### Work to do
Select every line of the listing below that contains the word "green", and copy those lines. Case counts, so a match must have the same capitalization.

** BEGIN Given information **

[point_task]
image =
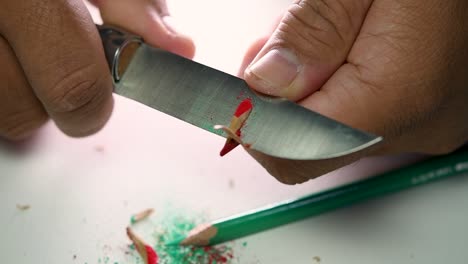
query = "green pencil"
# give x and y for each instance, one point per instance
(293, 210)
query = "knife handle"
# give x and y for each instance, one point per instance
(119, 48)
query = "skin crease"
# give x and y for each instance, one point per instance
(404, 77)
(396, 68)
(54, 64)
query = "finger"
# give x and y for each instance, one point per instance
(387, 86)
(149, 19)
(310, 43)
(250, 55)
(20, 111)
(61, 54)
(255, 48)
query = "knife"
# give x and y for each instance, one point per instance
(206, 97)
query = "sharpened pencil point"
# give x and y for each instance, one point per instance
(175, 242)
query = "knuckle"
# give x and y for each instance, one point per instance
(320, 23)
(74, 90)
(443, 148)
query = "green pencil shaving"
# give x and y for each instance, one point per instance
(275, 215)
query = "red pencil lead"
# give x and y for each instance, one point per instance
(146, 252)
(234, 130)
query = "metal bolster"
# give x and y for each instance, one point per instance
(119, 47)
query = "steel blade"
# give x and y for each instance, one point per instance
(205, 97)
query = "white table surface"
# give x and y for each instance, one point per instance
(82, 191)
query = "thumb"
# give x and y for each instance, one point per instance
(149, 19)
(310, 43)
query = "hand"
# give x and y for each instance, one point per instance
(53, 63)
(398, 69)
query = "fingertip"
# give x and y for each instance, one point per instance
(89, 118)
(165, 33)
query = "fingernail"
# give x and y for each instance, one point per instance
(172, 24)
(274, 72)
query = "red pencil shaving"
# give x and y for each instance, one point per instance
(234, 130)
(146, 252)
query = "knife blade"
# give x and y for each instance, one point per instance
(205, 97)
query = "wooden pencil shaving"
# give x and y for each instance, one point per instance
(230, 133)
(234, 130)
(141, 215)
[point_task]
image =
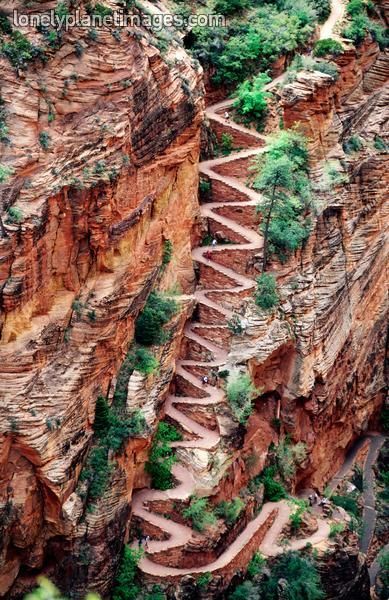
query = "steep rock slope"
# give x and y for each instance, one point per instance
(96, 199)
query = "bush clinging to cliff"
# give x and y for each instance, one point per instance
(157, 312)
(240, 394)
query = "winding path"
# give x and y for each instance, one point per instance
(215, 304)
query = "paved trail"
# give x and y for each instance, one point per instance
(216, 306)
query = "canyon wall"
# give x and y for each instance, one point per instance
(320, 362)
(116, 179)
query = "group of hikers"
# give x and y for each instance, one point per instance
(208, 254)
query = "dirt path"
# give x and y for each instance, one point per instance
(178, 535)
(338, 10)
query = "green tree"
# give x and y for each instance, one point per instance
(126, 586)
(157, 312)
(251, 101)
(240, 394)
(266, 296)
(199, 513)
(281, 177)
(302, 579)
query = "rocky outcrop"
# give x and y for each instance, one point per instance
(117, 179)
(321, 359)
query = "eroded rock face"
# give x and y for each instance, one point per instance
(118, 178)
(322, 363)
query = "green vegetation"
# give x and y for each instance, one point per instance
(167, 253)
(288, 457)
(281, 175)
(111, 431)
(47, 591)
(296, 518)
(266, 296)
(204, 580)
(4, 139)
(353, 144)
(126, 586)
(380, 144)
(360, 25)
(240, 394)
(336, 529)
(256, 565)
(230, 511)
(274, 489)
(14, 215)
(19, 50)
(384, 571)
(44, 140)
(5, 172)
(333, 175)
(144, 361)
(328, 46)
(149, 327)
(199, 513)
(306, 63)
(205, 189)
(162, 457)
(251, 101)
(252, 41)
(226, 144)
(300, 576)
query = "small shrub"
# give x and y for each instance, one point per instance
(14, 215)
(240, 394)
(93, 35)
(167, 252)
(5, 173)
(296, 518)
(204, 580)
(162, 457)
(205, 188)
(289, 457)
(274, 490)
(256, 565)
(157, 312)
(199, 514)
(383, 561)
(328, 46)
(20, 51)
(223, 374)
(353, 144)
(44, 140)
(380, 144)
(230, 511)
(226, 144)
(336, 529)
(251, 101)
(266, 296)
(126, 586)
(144, 361)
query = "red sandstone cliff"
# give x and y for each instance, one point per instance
(118, 179)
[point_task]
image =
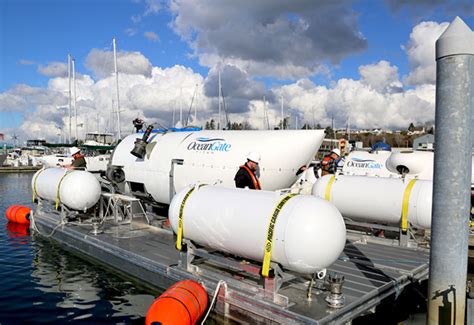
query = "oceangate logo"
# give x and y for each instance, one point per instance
(364, 163)
(209, 145)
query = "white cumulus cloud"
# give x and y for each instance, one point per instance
(53, 69)
(421, 52)
(284, 39)
(102, 63)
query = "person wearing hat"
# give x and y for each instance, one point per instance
(329, 162)
(79, 162)
(247, 174)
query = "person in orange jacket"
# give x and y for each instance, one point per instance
(247, 174)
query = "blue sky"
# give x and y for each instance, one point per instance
(34, 33)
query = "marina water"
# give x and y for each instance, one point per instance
(43, 283)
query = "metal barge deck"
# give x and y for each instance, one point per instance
(373, 271)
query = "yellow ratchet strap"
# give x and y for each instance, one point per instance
(271, 227)
(327, 195)
(406, 200)
(58, 199)
(33, 198)
(179, 239)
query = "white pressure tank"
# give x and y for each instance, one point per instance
(378, 199)
(213, 157)
(76, 189)
(367, 163)
(309, 233)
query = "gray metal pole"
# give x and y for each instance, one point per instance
(452, 175)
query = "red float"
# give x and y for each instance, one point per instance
(18, 214)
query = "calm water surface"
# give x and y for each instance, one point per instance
(42, 283)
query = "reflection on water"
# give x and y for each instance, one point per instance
(42, 283)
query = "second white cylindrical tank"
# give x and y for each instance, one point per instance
(76, 189)
(309, 234)
(377, 199)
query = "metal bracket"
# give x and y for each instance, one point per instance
(270, 285)
(173, 163)
(120, 208)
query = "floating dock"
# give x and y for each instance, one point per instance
(373, 269)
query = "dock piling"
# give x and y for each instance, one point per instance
(452, 172)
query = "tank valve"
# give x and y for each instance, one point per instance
(335, 298)
(139, 150)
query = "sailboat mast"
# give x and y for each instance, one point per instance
(69, 93)
(74, 97)
(219, 98)
(119, 133)
(282, 118)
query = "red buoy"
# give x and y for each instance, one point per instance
(183, 303)
(18, 214)
(16, 230)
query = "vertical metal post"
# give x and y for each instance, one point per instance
(452, 175)
(219, 98)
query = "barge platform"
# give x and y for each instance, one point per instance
(372, 269)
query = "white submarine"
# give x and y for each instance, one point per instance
(158, 164)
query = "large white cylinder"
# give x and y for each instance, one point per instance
(214, 157)
(309, 233)
(415, 163)
(377, 199)
(78, 190)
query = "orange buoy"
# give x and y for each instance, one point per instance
(183, 303)
(17, 230)
(18, 214)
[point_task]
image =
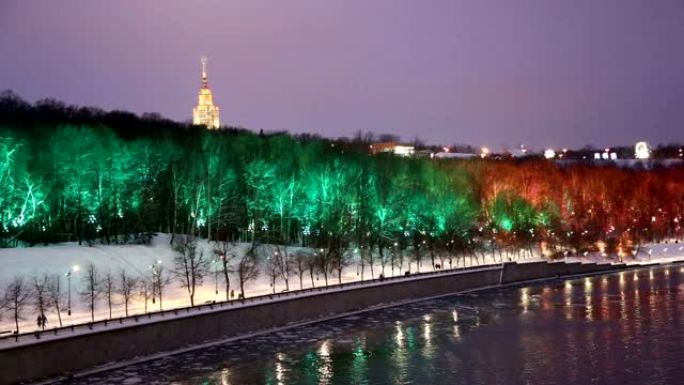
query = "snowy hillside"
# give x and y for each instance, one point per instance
(137, 260)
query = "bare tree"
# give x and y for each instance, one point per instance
(190, 267)
(247, 268)
(56, 296)
(126, 288)
(311, 264)
(91, 292)
(109, 289)
(40, 295)
(301, 264)
(145, 289)
(160, 279)
(271, 267)
(16, 297)
(225, 253)
(323, 260)
(284, 263)
(339, 260)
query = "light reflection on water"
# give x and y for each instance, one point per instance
(622, 328)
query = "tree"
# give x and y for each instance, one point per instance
(40, 294)
(160, 280)
(301, 264)
(190, 266)
(91, 292)
(108, 289)
(247, 268)
(56, 296)
(126, 288)
(16, 298)
(225, 254)
(145, 289)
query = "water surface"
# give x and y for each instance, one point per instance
(623, 328)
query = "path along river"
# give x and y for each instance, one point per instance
(623, 328)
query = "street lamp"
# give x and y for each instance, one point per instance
(156, 278)
(216, 275)
(73, 269)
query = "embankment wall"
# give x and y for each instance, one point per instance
(79, 352)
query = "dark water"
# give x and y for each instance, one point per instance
(617, 329)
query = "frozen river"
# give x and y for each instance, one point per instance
(624, 328)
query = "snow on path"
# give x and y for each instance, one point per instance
(136, 259)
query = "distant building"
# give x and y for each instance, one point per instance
(455, 155)
(206, 112)
(642, 150)
(392, 147)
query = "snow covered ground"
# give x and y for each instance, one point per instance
(136, 260)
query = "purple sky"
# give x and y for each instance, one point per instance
(483, 72)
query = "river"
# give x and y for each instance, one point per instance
(622, 328)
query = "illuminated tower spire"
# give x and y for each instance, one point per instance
(206, 113)
(204, 71)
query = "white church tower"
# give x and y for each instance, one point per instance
(206, 112)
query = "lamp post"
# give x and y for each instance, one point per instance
(73, 269)
(156, 278)
(216, 275)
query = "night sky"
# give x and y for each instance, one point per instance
(482, 72)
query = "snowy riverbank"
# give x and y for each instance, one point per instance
(136, 260)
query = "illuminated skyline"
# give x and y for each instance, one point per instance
(558, 74)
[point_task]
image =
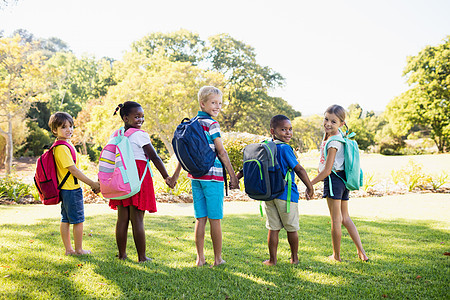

** END Given information **

### Full solution
query = "green pencil"
query = "green pencil shaving"
query = "green tree"
query = "green vegetation"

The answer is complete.